═══ GIVEN ENTRIES ═══

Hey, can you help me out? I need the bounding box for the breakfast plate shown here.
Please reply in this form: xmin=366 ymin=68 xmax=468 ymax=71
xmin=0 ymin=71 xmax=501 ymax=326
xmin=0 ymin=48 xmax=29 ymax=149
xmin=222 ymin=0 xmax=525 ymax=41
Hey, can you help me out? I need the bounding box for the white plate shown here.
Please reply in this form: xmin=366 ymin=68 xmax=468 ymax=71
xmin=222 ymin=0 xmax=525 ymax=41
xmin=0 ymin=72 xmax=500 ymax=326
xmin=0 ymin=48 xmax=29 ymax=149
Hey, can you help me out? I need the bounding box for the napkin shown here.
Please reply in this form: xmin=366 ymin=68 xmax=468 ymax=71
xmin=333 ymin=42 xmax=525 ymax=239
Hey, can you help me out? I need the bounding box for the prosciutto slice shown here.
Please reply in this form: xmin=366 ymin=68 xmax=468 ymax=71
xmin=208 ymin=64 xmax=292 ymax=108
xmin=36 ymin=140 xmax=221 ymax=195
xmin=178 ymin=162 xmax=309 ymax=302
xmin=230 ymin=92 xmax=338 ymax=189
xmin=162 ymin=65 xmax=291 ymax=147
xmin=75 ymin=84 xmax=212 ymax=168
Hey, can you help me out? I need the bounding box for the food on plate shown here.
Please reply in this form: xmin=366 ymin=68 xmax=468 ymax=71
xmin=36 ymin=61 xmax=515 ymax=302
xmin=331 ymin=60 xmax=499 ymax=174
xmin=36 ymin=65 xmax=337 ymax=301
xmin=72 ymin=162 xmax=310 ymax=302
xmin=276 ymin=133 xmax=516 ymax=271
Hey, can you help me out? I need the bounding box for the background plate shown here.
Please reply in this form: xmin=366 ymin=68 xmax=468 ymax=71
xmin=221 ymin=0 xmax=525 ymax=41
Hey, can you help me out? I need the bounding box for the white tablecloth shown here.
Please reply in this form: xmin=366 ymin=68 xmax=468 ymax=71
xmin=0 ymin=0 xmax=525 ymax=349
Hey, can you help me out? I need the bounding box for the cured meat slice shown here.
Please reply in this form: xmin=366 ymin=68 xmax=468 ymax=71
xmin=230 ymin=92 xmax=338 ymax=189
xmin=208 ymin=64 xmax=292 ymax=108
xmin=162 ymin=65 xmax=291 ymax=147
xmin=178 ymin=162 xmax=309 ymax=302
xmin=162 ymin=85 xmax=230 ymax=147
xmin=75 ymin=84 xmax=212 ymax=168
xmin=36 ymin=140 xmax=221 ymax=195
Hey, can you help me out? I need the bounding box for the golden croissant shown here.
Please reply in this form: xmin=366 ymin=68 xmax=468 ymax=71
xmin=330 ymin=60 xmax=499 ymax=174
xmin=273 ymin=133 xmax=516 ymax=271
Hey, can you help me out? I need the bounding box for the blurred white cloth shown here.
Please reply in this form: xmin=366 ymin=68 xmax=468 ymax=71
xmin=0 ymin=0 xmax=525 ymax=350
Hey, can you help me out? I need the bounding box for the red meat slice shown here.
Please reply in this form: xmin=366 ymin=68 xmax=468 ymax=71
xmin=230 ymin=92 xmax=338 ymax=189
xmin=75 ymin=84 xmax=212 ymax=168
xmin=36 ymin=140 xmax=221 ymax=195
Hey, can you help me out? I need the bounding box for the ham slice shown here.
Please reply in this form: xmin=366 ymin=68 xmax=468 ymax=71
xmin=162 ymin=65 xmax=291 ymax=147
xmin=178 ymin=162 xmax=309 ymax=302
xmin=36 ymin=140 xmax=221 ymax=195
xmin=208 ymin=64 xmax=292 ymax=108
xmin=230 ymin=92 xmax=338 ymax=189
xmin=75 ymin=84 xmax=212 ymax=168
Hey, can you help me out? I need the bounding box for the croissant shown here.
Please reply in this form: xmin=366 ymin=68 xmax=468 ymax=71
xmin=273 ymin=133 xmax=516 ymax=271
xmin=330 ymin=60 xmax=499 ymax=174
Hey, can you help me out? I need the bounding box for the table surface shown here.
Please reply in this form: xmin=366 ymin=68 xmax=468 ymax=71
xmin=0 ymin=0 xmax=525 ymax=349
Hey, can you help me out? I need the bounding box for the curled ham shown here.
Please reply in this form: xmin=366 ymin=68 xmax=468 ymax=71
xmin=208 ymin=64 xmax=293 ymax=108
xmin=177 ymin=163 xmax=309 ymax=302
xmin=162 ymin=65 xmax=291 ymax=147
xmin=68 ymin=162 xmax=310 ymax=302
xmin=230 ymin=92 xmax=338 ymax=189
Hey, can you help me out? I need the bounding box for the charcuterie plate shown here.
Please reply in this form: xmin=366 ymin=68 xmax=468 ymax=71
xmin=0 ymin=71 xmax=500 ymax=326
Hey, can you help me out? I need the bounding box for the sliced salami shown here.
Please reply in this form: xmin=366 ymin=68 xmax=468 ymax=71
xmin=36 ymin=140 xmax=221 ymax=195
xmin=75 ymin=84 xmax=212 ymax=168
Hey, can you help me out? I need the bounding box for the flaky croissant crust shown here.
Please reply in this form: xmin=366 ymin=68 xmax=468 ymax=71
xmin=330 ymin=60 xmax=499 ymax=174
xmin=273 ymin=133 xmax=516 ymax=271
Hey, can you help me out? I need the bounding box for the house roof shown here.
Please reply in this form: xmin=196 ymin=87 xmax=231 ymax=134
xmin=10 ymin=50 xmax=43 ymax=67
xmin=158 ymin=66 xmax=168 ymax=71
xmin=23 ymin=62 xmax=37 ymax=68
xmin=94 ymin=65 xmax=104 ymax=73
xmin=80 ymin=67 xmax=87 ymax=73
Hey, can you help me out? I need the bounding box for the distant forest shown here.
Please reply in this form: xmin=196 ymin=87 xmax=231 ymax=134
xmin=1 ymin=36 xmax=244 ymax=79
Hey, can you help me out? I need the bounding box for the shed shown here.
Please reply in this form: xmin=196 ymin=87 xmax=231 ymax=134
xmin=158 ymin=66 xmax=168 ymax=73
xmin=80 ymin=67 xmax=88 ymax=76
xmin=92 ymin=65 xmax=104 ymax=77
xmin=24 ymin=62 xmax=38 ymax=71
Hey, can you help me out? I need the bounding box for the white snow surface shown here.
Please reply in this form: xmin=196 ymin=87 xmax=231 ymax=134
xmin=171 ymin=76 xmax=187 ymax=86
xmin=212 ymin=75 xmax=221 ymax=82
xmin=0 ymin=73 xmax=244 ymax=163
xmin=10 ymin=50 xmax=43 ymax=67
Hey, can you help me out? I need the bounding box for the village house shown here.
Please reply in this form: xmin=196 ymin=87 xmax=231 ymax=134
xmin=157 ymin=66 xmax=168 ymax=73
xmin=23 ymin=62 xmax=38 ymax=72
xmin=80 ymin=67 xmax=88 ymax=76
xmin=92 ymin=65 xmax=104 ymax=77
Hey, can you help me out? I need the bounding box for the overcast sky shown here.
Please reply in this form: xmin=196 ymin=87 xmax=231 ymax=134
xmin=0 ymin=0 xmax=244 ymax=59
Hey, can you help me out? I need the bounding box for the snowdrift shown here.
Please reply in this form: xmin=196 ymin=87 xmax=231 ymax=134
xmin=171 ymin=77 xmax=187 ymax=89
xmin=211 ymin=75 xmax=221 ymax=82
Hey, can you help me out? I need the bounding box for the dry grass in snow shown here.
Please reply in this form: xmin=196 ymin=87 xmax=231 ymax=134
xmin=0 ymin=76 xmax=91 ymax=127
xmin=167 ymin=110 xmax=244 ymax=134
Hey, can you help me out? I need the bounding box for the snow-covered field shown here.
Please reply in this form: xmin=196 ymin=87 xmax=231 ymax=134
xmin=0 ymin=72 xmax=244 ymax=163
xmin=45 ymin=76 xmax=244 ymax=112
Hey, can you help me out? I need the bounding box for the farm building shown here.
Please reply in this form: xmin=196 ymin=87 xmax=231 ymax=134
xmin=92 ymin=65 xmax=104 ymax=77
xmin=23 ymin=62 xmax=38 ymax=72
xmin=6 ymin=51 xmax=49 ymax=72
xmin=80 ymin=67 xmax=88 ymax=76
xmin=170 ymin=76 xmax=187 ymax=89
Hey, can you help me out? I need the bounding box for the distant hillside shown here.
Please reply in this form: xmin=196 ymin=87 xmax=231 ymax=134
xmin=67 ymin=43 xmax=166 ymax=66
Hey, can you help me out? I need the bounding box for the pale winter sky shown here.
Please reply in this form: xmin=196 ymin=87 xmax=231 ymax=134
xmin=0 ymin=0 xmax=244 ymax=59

═══

→ GOAL: Convert everything from the start of the entries down to the line containing "xmin=333 ymin=42 xmax=525 ymax=239" into a two-column CSV with the headers entry_text and reply. Give one row per entry, putting its text and its answer each in a single quoted field, with line breaks replaced by spaces.

→ EXERCISE SOLUTION:
entry_text,reply
"Hey, can you help me out? I need the bounding box for the breakfast plate shown here. Please reply in this form: xmin=366 ymin=68 xmax=468 ymax=71","xmin=0 ymin=71 xmax=501 ymax=326 xmin=0 ymin=48 xmax=29 ymax=149 xmin=222 ymin=0 xmax=525 ymax=41"
"Hey, can you help me out? I need the bounding box for the white plate shown here. Please reply in this form: xmin=366 ymin=68 xmax=468 ymax=71","xmin=222 ymin=0 xmax=525 ymax=41 xmin=0 ymin=72 xmax=500 ymax=326 xmin=0 ymin=48 xmax=29 ymax=149"
"Hey, can you help me out? I need the bounding box for the napkin shown here. Please reply in this form: xmin=366 ymin=68 xmax=468 ymax=71","xmin=333 ymin=42 xmax=525 ymax=239"